• WORK REQUIRED
Report how many lines of the records below contain the word "jersey", matching case exactly. Give only the number.

• DATA SHOWN

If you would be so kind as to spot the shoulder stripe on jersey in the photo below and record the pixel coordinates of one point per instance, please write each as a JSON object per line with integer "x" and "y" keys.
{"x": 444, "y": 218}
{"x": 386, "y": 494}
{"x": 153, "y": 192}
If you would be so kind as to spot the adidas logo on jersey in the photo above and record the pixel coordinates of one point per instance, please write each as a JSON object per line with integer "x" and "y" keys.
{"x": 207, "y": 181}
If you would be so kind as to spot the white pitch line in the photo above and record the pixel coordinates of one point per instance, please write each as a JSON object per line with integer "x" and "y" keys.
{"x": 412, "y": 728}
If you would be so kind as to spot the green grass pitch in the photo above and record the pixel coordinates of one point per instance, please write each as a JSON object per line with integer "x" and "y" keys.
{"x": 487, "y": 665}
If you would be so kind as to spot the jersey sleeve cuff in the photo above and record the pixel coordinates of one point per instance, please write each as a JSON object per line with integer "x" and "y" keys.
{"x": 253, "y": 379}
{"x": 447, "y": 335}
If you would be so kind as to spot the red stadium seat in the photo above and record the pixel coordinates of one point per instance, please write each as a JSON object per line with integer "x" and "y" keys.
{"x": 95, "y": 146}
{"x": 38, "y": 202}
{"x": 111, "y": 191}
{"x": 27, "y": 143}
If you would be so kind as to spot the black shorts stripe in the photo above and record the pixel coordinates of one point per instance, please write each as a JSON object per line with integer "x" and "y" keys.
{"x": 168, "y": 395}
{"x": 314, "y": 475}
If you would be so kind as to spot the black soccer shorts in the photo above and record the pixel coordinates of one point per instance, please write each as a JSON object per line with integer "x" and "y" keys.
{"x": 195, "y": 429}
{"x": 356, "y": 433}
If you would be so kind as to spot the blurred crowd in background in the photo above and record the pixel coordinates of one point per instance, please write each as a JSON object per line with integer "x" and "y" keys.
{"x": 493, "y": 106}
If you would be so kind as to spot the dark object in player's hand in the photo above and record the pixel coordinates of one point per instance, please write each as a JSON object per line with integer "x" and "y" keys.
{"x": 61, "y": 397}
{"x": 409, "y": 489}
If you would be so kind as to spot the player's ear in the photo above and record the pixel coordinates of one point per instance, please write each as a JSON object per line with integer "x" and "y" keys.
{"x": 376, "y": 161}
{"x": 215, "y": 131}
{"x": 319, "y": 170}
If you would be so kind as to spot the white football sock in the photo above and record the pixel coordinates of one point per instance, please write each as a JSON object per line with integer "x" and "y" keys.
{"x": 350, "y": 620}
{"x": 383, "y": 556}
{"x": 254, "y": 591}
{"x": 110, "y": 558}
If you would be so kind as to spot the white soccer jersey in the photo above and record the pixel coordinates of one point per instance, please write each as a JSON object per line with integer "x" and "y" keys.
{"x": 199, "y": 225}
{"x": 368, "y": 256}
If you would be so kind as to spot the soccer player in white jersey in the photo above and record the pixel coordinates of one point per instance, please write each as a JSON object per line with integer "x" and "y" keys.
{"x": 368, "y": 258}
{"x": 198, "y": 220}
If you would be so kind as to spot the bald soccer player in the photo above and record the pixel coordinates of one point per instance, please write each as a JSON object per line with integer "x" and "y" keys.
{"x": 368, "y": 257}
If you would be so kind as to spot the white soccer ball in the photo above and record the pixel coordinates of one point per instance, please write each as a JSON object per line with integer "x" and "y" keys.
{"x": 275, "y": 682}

--

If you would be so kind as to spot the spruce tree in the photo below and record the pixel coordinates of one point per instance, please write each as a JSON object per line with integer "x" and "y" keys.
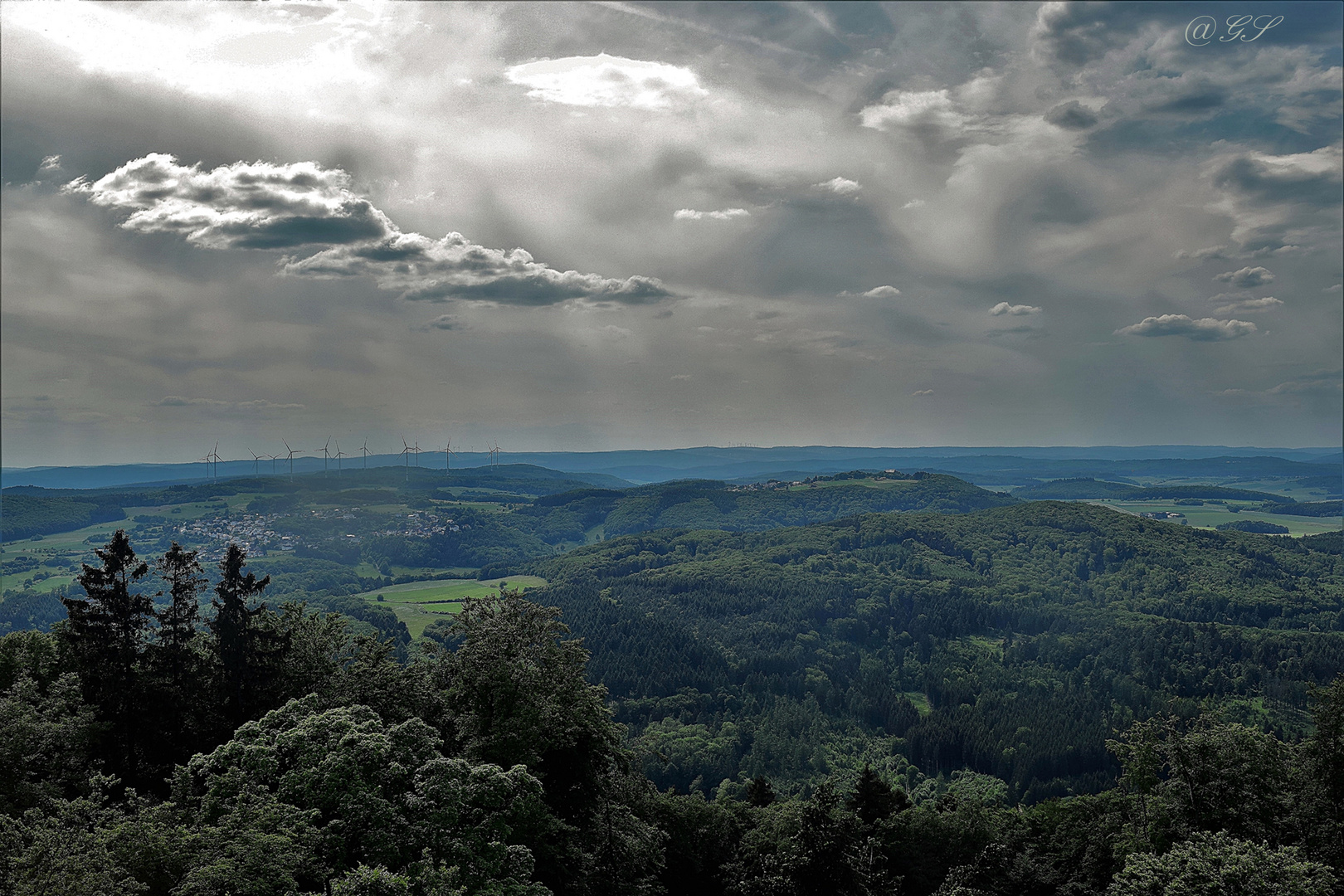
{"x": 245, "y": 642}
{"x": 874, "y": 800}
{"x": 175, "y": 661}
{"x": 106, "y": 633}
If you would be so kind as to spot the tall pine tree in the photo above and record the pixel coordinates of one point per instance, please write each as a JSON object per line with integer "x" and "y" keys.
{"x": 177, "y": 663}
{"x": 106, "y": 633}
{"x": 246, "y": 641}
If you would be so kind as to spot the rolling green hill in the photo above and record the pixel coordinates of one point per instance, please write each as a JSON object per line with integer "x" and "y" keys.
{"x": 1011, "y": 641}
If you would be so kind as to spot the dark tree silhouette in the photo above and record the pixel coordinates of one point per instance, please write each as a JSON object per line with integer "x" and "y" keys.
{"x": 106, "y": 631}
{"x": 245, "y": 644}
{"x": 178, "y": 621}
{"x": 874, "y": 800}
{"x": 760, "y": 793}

• RESPONSE FOR THIS EXERCISE
5